Phrase grounding data:
━━━━━━━━━━━━━━━━

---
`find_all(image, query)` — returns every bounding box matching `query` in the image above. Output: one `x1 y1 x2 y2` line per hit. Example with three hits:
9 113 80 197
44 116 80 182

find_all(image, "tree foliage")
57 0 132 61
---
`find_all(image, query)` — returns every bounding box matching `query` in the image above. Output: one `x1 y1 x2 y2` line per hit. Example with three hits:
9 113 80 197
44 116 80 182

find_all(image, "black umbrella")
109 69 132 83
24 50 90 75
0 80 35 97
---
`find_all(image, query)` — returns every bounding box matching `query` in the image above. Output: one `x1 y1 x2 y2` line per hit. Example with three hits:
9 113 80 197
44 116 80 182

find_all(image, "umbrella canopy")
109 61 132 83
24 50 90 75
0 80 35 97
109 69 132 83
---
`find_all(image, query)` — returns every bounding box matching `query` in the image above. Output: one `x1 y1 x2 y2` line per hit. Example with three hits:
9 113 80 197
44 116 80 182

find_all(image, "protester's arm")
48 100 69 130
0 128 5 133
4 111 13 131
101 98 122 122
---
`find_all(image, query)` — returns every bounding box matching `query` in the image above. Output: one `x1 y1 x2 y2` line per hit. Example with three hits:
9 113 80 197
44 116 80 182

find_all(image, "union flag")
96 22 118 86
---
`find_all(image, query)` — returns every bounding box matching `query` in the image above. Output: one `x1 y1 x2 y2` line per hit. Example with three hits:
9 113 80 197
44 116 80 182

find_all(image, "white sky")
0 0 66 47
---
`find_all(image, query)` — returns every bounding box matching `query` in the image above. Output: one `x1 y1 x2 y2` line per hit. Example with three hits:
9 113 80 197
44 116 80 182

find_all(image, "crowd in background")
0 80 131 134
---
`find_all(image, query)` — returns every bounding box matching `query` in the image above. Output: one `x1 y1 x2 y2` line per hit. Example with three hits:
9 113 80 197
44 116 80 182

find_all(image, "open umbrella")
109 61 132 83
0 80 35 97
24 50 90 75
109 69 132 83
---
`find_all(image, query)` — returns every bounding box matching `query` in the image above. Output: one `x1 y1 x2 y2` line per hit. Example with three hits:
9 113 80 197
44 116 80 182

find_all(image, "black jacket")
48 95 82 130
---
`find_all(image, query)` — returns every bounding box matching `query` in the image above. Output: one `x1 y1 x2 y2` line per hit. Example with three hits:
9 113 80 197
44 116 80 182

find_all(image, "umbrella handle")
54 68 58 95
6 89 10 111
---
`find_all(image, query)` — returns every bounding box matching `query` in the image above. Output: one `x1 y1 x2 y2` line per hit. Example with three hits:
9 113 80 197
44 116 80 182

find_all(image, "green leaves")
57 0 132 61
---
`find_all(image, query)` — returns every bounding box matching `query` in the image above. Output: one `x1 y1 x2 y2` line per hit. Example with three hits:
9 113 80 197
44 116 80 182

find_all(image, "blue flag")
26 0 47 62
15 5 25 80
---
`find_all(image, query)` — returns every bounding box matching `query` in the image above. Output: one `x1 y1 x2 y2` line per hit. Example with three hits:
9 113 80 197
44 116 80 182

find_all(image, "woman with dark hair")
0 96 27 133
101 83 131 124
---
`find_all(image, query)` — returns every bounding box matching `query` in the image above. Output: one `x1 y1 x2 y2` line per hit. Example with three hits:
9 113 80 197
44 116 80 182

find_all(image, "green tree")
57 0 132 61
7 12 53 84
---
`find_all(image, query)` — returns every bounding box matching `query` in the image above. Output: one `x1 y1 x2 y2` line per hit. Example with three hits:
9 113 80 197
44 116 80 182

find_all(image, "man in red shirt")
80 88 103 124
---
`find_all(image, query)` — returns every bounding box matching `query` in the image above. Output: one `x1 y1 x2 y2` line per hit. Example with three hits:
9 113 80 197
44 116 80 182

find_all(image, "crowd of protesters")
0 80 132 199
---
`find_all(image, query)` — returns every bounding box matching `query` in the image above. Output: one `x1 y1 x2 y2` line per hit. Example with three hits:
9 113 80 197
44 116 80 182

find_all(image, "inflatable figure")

━━━━━━━━━━━━━━━━

__Exercise__
Each record is to be retyped exactly as written.

__Solution to this problem__
---
`find_all(image, query)` — returns every bounding box matching `query` in the image above. Output: one `x1 y1 x2 y2` line per hit. Example with three hits:
9 113 80 197
44 116 80 182

find_all(image, "tree foliage")
57 0 132 61
---
`find_all(image, query)` — returns every bounding box matching `query` in the image above. Output: one `x1 y1 x2 y2` line per hit. Example with three hits:
9 113 80 197
44 116 80 182

find_all(image, "black umbrella")
109 69 132 83
24 50 90 75
0 80 35 97
---
`find_all(image, query)` — returns every bounding box matching `query` in the image above. Output: one `x1 y1 x2 y2` line per hit. Example with three hits:
9 113 80 197
44 116 80 182

find_all(image, "umbrella canopy")
109 61 132 83
24 50 90 75
0 80 35 97
109 69 132 83
---
`find_all(image, query)` — returns every bounding box matching `query` in the image above. Output: one `x1 y1 x2 y2` line per hit. Example with three hits:
9 113 80 197
44 116 80 182

find_all(image, "protester's arm")
48 100 69 130
0 128 5 133
4 111 13 131
101 98 122 122
---
`find_all(image, query)` — returns every bounding box matching `query` in the image above. Output: one `x1 y1 x2 y2` line per hit. Example with three hits:
9 113 80 197
44 116 80 182

find_all(image, "union flag")
96 22 118 86
---
`find_all(image, query)` — returns every bounding box matching `query` in the image above. Output: one `x1 y1 x2 y2` line per hit. Example with three hits:
9 113 80 197
44 116 80 182

find_all(image, "white sky")
0 0 66 47
---
`find_all(image, query)` — returns every bounding box matching `query` in the image above. Output: one `x1 y1 x2 y2` line per hit. Example with three hits:
9 113 80 197
44 116 80 182

find_all(image, "crowd in background")
0 80 131 134
---
`find_all(image, query)` — returns every bounding box matching `query` in the image above. Output: one `x1 y1 x2 y2` line per hit. Example with three hits:
9 113 80 197
44 116 80 182

find_all(image, "open umbrella")
109 61 132 83
0 80 35 97
24 50 90 75
109 69 132 83
---
`find_all(image, query)` — returns every bounding box matching `query` in the image above. Output: one `x1 y1 x2 y2` line per hit. Example with three hits:
9 113 80 197
44 116 80 182

find_all(image, "black jacket")
48 95 82 130
---
`find_all(image, query)` — returns every bounding box matching `query` in the image above. Output: one `x1 y1 x2 y2` line per hit. Example with three hits:
9 113 80 197
44 116 80 182

find_all(image, "umbrella handle")
54 68 58 95
6 89 10 111
---
`find_all(image, query)` — returns every bounding box matching `query` in the image above. Output: one `x1 y1 x2 y2` line per hit. Example with three hits:
9 113 80 197
44 116 80 182

find_all(image, "green leaves")
57 0 132 61
---
`find_all(image, query)` — returns every bounding box matching `query` in the image above. Output: one `x1 y1 x2 y2` line per hit. Example with three hits:
9 113 80 197
44 116 80 182

find_all(image, "blue flag")
26 0 47 62
15 5 25 80
---
`find_all(image, query)` — returns every bounding box matching `query` in the image above. Output: one `x1 y1 x2 y2` line per hit. Example with three hits:
9 113 80 197
44 116 80 182

find_all(image, "woman with dark hair")
0 96 27 133
101 83 131 124
---
`find_all(image, query)` — returns every bounding box matching `query` in the image above. Output: one `x1 y1 x2 y2` line per hit. Example with three hits:
9 113 80 197
44 116 80 182

find_all(image, "green tree")
57 0 132 61
7 12 53 84
---
`find_all(image, query)` — returns every bounding box matching `query` in the image above. Output: one `x1 y1 x2 y2` line per hit. Example with three hits:
9 113 80 197
44 116 80 182

find_all(image, "man in red shirt")
80 88 103 124
---
`find_all(image, query)` — returns every bounding box matching `query` in the image above. Output: one `x1 y1 x2 y2` line per hit. Example with three hits:
9 113 80 197
44 116 80 182

find_all(image, "crowd of protesters")
0 80 132 199
---
`find_all(image, query)` — returns every bounding box matching `query` in the image above. Output: one `x1 y1 x2 y2` line per hit. Example with three hits:
9 113 80 197
44 116 80 182

find_all(image, "inflatable figure")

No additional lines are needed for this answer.